#### [Position annotation records]
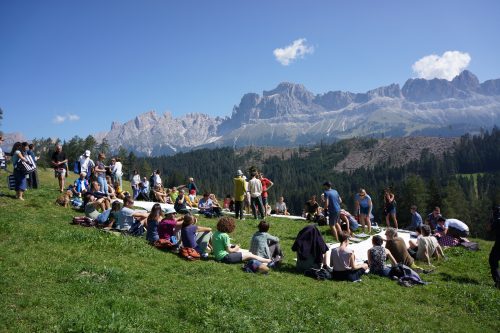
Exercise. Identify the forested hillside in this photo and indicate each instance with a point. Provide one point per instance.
(464, 181)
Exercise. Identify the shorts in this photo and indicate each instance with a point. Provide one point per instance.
(333, 218)
(364, 210)
(233, 258)
(59, 172)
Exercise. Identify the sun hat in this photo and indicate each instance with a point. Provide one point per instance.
(170, 210)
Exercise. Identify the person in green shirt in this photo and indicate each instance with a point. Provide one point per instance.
(232, 254)
(239, 194)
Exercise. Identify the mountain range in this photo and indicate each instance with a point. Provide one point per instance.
(290, 115)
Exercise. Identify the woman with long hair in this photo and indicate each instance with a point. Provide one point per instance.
(390, 207)
(19, 151)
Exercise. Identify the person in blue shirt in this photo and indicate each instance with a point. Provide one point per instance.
(416, 219)
(363, 207)
(332, 209)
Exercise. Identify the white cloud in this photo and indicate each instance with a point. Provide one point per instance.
(298, 49)
(73, 117)
(58, 119)
(447, 66)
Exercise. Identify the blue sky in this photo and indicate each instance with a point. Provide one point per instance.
(92, 62)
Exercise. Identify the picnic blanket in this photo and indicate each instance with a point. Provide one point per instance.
(361, 248)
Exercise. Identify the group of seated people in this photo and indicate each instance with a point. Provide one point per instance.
(313, 253)
(164, 230)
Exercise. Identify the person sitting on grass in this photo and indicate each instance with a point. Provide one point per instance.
(428, 246)
(180, 205)
(265, 245)
(195, 239)
(452, 227)
(205, 205)
(108, 218)
(397, 246)
(377, 257)
(280, 207)
(216, 207)
(310, 247)
(160, 194)
(91, 205)
(169, 226)
(152, 235)
(348, 223)
(111, 189)
(128, 216)
(343, 262)
(81, 185)
(232, 254)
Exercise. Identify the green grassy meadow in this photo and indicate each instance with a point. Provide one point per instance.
(57, 277)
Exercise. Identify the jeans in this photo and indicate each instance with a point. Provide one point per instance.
(103, 185)
(238, 209)
(257, 201)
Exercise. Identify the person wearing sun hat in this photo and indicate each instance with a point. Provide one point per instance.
(363, 206)
(239, 194)
(169, 226)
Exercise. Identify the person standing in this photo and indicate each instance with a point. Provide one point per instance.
(116, 170)
(86, 164)
(255, 189)
(60, 165)
(416, 219)
(266, 185)
(495, 250)
(332, 209)
(191, 186)
(100, 170)
(363, 206)
(19, 153)
(390, 208)
(239, 194)
(33, 177)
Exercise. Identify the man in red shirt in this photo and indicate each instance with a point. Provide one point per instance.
(266, 185)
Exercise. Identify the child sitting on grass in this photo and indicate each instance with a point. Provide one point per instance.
(232, 254)
(168, 227)
(265, 245)
(194, 238)
(377, 257)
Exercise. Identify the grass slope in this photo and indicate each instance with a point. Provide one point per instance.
(57, 277)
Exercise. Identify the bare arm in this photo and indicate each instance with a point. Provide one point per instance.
(391, 257)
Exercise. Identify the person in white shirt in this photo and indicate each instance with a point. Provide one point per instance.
(116, 170)
(134, 183)
(86, 163)
(280, 207)
(255, 189)
(453, 227)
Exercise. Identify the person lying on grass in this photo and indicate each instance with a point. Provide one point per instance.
(108, 218)
(428, 246)
(265, 245)
(343, 262)
(377, 257)
(232, 254)
(168, 227)
(128, 216)
(194, 238)
(91, 205)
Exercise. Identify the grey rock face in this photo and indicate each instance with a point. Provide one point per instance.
(290, 115)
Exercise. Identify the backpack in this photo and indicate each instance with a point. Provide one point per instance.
(137, 229)
(76, 167)
(319, 274)
(189, 253)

#### [Requirements]
Write out every one of these rows exactly as it appears, leaving out the pictures.

#### [Output of the exercise]
Exercise. Identify the forested hillside in this photo and indicate each instance with a point. Provide one point per instance.
(464, 181)
Exercise. Identify the shorts in this photo and indicate each instance with a point. Provide one point per instance.
(333, 218)
(364, 210)
(233, 258)
(59, 172)
Exercise. Identify the sun hat in this photo and indicate each instance with a point. Provide one point per instance.
(170, 210)
Exercise. Identify the person in green shirt in this photo and indicate each instance with a point. Provide one point per instance.
(232, 254)
(239, 194)
Exercise. Identify the mountain range in this photo and indicate each instance with a point. Provide one point per instance.
(290, 115)
Exercise. Identify the woman with long hair in this photo and indicate each instance with a point. Provide one point per instance.
(390, 207)
(19, 151)
Exercise. Identify the person in blue shirt in this photo and indicate each instance with a point. Provide one point per instance.
(416, 219)
(363, 207)
(332, 209)
Exercise. Identify the white cloud in this photo and indicate each instance with a point. Provide one point per instance.
(298, 49)
(73, 117)
(58, 119)
(447, 66)
Exercise. Identify the blue sky in this photo and indicate each instance with a point. Provide one point per instance.
(92, 62)
Exercise. Identify the picnic blanket in this photo and indicate each instance with a point. Provide one point per instance.
(361, 248)
Exercise. Identify the group of seated people in this photo and indicate each instance with a point. Provide one point per instance.
(313, 253)
(164, 230)
Exercise. Identify the person sitting on grass in this photo and indicate each instance with a point. Provide one point per instance.
(428, 246)
(180, 205)
(265, 245)
(195, 239)
(452, 227)
(205, 205)
(108, 218)
(397, 246)
(377, 257)
(280, 207)
(216, 207)
(310, 247)
(160, 194)
(91, 205)
(169, 226)
(152, 235)
(348, 223)
(111, 189)
(128, 216)
(343, 262)
(81, 185)
(232, 254)
Exercise. Identify the green grassy meadow in this photo and indicate each instance with a point. Provide one point per instance.
(57, 277)
Exercise. Identify the jeans in this photo and indicate each instance with a point. Provide one point per instance.
(103, 185)
(238, 209)
(257, 201)
Exercise. Identify the person wearing sun hat in this photo and indicate each instance with a point. Provide one point per instance.
(363, 206)
(239, 194)
(169, 226)
Exercise. Identify the person standing in this photo and indicate each instance with a point. Provide one point per instance.
(116, 170)
(86, 164)
(255, 189)
(60, 165)
(416, 219)
(266, 185)
(495, 250)
(332, 209)
(191, 186)
(100, 170)
(363, 206)
(19, 153)
(390, 208)
(239, 194)
(33, 177)
Exercise. Identify the man in red shirt in this photo and indicate each instance with a point. Provide one point per instance.
(266, 185)
Exercise. Identify the child sitting on grass in this photo and indicate each instance with a point. Provide one point per instance.
(232, 254)
(168, 227)
(265, 245)
(194, 238)
(377, 257)
Exercise. Identify the grass slope in this photo and indicate each instance with a point. Provide one point per instance.
(57, 277)
Exercise. Identify the bare arm in this photo and indicate each instance with a point. Provide one point per instance.
(391, 257)
Exercise. Identify the person in white shirt in this photo and indicate each instance with a point. Provide one point per instance.
(116, 170)
(134, 183)
(86, 163)
(280, 207)
(255, 189)
(453, 227)
Exercise. Identify the person lying on grass in this photo and indicate each instance with a point. Provide one point per instance.
(108, 218)
(428, 246)
(265, 245)
(343, 262)
(377, 257)
(232, 254)
(168, 227)
(128, 216)
(194, 238)
(91, 205)
Exercise. Identify the grey rock face in this photo and indicate each instance with a point. Provide one point per instance.
(290, 115)
Exercise. Identify the backpack in this photo and indicate each instance with a point. Provide one point per instance.
(137, 229)
(76, 167)
(319, 274)
(189, 253)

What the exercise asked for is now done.